• [TEXTAUSZUG]
((

Bezogen auf die Ernährungsweise lassen sich drei Gruppen unterscheiden:
- Saprophytische Pilze wie der Grünblättrige Schwefelkopf (Hypholoma fasciculare) ernähren sich von abgestorbenen organischen Substanzen, indem sie sie zersetzen. Sie tragen wesentlich zum Stoffumsatz im Boden bei. Man erkennt ihre Pilzfäden in den obersten Schichten des Kompostes oder in der Streuauflage des Waldbodens, ihre Fruchtkörper können Sie an abgestorbenem Holz sehen.
- Parasitische Pilze greifen lebende Pflanzen und Tiere an, als Krankheitserreger können sie beträchtlichen Schaden hervorrufen. Verursacher bodenbürtiger Krankheiten können über viele Jahre hinweg die Kultur bestimmter Pflanzen unmöglich machen.
- Mykorrhiza-Pilze leben in Gemeinschaft mit den Wurzeln Höherer Pflanzen. Zwischen beiden Partnern findet ein Stoffaustausch statt: Die Pilze liefern den Höheren Pflanzen Stickstoff, Phosphor und Spurenelemente, die Pflanzen versorgen den Pilz vor allem mit Kohlenhydraten. In der Regel ist der Pilz stark oder vollkommen abhängig von der Pflanze, die Pflanze hat nicht immer einen Vorteil von der Lebensgemeinschaft, obwohl im Allgemeinen von einer Symbiose gesprochen wird.

))

• [EXTRAHIERTE EINTRÄGE]
((

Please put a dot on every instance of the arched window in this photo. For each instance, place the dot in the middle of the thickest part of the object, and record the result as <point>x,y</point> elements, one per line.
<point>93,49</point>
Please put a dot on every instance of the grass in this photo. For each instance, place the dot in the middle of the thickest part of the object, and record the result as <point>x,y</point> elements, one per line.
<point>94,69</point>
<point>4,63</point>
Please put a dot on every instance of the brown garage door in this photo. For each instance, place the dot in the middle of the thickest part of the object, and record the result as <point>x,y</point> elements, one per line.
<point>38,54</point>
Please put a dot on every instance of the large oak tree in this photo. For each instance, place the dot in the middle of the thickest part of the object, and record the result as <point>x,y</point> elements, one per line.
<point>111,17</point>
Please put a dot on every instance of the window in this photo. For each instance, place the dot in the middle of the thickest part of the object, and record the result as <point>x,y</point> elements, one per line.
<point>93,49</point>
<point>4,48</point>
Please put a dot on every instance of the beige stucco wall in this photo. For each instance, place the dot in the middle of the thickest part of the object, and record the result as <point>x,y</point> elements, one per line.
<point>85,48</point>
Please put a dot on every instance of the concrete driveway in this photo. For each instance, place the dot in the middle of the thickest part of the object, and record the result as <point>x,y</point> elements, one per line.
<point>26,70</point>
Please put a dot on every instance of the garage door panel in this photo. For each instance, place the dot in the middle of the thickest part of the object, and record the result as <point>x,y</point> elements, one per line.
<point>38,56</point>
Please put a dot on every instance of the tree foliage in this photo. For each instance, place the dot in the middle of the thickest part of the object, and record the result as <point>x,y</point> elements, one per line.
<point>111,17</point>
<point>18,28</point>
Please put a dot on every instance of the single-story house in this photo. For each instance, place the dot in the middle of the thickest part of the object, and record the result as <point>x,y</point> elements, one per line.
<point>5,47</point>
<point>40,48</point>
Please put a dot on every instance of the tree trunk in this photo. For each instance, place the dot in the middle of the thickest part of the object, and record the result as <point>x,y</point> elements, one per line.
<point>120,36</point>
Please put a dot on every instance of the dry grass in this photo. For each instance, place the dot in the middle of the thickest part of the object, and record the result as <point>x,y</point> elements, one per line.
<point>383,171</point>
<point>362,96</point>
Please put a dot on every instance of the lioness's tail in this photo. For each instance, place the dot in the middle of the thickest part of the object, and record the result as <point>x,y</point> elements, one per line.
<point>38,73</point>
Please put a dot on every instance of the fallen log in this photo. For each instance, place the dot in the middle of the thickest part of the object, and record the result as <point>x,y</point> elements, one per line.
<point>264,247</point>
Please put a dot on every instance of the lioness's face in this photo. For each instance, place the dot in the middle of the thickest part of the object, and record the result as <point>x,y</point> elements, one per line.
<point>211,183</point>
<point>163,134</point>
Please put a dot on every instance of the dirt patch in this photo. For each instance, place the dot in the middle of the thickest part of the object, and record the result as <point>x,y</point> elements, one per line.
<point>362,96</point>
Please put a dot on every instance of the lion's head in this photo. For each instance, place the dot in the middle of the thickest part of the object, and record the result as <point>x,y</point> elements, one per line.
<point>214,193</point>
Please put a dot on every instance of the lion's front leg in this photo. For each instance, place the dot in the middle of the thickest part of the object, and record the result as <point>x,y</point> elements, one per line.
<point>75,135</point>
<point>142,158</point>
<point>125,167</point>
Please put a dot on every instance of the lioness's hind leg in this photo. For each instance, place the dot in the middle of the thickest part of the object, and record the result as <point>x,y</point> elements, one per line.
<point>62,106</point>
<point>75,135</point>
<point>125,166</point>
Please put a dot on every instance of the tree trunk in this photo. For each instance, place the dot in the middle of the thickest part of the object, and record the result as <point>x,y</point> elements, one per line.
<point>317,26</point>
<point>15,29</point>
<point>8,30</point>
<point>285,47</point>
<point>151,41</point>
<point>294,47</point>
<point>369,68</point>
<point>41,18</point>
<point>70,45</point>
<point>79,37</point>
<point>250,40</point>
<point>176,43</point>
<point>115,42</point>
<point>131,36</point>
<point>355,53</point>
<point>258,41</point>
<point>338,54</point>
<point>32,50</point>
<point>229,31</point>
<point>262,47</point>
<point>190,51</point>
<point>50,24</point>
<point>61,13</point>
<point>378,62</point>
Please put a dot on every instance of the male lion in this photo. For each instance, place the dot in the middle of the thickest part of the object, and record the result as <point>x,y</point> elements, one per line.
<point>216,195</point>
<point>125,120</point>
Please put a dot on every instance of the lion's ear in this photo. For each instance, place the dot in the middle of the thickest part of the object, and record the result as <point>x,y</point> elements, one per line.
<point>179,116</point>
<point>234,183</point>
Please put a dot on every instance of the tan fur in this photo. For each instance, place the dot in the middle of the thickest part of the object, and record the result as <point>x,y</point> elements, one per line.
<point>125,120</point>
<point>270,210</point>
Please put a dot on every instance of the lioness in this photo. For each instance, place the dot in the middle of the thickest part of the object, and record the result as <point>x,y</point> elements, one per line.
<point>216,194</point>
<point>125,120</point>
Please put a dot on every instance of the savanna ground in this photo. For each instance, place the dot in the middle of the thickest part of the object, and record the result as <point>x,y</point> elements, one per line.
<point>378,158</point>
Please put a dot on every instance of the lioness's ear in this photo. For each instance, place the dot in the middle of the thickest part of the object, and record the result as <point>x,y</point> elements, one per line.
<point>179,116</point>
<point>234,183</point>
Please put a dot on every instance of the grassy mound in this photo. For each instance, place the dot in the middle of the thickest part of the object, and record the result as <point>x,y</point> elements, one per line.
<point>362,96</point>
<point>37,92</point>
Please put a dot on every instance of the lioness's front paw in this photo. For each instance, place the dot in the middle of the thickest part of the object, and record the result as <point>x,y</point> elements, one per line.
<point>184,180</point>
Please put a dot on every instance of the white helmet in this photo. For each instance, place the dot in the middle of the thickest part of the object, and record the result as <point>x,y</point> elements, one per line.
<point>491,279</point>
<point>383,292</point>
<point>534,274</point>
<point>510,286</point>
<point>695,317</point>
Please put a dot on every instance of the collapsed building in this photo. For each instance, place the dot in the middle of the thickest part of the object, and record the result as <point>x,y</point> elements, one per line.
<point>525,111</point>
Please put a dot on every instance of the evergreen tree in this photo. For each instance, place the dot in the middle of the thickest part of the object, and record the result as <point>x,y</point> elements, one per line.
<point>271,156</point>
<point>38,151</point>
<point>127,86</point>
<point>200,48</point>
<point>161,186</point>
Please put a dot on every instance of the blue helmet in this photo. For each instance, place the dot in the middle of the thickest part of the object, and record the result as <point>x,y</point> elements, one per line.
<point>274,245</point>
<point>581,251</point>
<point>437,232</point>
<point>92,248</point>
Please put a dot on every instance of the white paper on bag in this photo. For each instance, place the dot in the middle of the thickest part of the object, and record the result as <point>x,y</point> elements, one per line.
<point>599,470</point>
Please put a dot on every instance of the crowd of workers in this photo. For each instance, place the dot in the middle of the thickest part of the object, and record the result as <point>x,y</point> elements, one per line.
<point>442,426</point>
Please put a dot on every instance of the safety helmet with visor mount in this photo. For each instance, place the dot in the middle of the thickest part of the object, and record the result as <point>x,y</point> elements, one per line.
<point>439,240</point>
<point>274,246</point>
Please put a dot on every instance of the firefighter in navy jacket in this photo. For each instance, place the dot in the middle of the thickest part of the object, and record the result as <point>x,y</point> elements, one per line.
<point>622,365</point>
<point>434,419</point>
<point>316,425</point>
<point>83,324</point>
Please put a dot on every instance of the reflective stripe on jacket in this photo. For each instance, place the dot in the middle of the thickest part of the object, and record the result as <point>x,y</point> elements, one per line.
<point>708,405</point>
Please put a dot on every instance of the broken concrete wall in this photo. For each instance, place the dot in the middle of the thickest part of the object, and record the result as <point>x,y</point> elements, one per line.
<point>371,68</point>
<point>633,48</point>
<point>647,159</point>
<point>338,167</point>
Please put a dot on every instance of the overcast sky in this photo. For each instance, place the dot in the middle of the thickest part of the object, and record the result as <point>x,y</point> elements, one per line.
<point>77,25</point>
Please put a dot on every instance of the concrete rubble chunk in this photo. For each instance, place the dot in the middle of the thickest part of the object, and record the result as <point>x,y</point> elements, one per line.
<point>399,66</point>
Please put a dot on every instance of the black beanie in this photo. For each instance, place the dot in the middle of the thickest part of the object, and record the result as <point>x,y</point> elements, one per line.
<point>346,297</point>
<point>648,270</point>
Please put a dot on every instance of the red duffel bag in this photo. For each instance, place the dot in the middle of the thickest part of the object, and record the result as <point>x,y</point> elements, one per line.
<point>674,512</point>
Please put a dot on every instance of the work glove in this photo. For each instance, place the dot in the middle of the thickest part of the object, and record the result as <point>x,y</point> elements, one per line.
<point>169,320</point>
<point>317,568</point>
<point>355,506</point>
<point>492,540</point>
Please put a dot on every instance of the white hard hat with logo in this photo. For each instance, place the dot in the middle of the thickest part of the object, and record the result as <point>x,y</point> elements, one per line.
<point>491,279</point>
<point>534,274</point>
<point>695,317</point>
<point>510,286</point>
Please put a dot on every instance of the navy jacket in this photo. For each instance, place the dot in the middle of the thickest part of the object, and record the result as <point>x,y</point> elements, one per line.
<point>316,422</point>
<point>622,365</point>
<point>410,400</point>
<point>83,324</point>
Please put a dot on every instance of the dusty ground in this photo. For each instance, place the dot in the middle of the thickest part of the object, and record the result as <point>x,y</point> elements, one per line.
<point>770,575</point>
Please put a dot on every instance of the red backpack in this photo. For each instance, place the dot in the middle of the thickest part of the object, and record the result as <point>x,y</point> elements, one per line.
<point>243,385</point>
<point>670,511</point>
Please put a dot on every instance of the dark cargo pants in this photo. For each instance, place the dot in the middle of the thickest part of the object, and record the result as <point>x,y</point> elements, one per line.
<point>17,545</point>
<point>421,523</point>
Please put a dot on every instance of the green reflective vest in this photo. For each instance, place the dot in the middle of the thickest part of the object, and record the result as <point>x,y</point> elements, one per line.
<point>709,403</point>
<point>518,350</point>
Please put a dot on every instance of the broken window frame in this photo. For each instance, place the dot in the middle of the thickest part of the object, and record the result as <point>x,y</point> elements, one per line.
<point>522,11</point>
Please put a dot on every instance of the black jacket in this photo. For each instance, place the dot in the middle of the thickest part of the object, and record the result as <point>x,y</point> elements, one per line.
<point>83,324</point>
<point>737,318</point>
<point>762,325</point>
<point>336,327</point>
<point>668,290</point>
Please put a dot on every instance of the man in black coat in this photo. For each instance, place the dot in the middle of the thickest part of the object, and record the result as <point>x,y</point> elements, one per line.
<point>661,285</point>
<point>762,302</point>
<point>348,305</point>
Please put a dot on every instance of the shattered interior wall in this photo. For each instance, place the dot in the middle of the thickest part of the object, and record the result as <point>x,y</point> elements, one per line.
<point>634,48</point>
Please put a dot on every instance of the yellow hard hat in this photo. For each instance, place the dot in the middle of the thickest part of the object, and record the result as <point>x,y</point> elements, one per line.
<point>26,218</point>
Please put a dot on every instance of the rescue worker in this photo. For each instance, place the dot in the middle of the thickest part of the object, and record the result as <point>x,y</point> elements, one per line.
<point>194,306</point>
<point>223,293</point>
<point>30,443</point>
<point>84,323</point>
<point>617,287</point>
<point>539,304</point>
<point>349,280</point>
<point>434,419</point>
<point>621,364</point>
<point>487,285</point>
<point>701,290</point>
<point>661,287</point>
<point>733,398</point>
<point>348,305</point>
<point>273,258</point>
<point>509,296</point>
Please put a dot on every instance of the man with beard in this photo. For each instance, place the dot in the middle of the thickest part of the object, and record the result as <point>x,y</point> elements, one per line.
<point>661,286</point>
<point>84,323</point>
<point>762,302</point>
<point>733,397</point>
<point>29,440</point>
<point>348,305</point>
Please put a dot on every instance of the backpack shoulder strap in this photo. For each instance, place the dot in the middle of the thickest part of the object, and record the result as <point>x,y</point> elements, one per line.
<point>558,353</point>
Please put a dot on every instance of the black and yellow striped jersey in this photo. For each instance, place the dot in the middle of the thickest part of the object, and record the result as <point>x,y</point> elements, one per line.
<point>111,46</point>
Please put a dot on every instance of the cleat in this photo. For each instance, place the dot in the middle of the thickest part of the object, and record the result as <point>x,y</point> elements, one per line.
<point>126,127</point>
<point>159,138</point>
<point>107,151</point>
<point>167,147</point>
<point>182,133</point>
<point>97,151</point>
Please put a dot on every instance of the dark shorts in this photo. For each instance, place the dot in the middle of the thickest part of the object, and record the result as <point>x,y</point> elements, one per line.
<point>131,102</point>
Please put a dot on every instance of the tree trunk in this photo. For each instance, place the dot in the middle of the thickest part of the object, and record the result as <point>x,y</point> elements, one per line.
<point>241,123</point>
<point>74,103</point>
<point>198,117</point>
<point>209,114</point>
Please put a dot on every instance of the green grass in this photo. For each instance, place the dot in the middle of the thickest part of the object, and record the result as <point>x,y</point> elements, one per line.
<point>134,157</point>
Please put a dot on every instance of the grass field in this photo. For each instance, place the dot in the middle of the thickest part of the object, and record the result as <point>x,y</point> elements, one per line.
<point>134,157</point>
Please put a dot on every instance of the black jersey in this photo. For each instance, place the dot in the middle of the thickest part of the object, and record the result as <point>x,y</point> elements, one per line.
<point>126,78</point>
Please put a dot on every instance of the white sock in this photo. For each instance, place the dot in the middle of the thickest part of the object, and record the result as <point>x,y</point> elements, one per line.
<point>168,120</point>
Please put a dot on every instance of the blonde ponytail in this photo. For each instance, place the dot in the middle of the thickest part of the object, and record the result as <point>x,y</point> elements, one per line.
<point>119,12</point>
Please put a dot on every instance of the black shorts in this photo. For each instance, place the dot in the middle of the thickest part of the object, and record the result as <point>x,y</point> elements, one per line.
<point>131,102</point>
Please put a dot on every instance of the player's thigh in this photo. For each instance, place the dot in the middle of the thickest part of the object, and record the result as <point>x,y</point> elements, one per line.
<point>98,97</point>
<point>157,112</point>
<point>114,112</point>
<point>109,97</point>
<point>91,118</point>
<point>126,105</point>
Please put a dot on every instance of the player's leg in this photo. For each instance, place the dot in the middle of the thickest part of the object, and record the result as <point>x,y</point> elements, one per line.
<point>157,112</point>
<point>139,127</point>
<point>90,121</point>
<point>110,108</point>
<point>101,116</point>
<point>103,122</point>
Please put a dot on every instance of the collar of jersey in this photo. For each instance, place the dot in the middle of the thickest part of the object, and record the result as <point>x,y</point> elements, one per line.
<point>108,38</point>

))

• [DIE AUFGABE] Schreiben Sie den Text über die Ernährungsweise der Pilze im Anschluss an seinen letzten Satz weiter.

• [LÖSUNG DER AUFGABE]
Die Pilzfäden dringen immer weiter in neue Bodenbereiche vor und erschließen damit laufend neue Nährstoffquellen. Sie bevorzugen ein neutrales bis saures Milieu und sind wesentlich am Abbau von organischen Stoffen und am Aufbau von Humusverbindungen im Boden beteiligt. Im Vergleich zu den Bakterien sind Pilze viel weniger an Wasser gebunden, sie vertragen Trockenheit besser. Ein Liter Boden kann bis zu 300 m Pilzmyzel enthalten. An der Spitze der Pilzfäden von Hutpilzen entstehen an der Boden- oberfläche die typischen Sporenträger.
Algen brauchen Licht
Systematisch gehören sie ebenfalls zu den Protoctisten. Algen leben oft als einzellige Organismen im Boden, sie können aber auch fadenförmige Kolonien bilden.
Algen enthalten Chlorophyll und können wie die Höheren Pflanzen Fotosynthese betreiben. Weil sie dafür Licht benötigen, beschränkt sich ihr Lebensraum auf die Bodenoberfläche und die obersten Millimeter der Bodenschicht. Dort besiedeln sie die Oberflächen von Steinen, Laubstreu, Borke und Kot. Die meisten Bodenalgen gehören zur Familie der Grünalgen, doch es kommen auch Gelbgrünalgen und Kieselalgen vor. Die meisten Algen sind an eine Entwicklung im Wasser angepasst.
Aus bodenbiologischer und bodenökologischer Sicht spielen Algen eine weniger bedeutsame Rolle als Bakterien und Pilze. Da sie jedoch organische Substanz herstellen, bilden sie eine Nahrungsgrundlage für Bodentiere. Als Erstbesiedler von Gesteinen und extremen Standorten erschließen Algen Lebensräume für andere Organismen. Der Anteil der Algen an der Biomasse im Boden ist vergleichsweise gering.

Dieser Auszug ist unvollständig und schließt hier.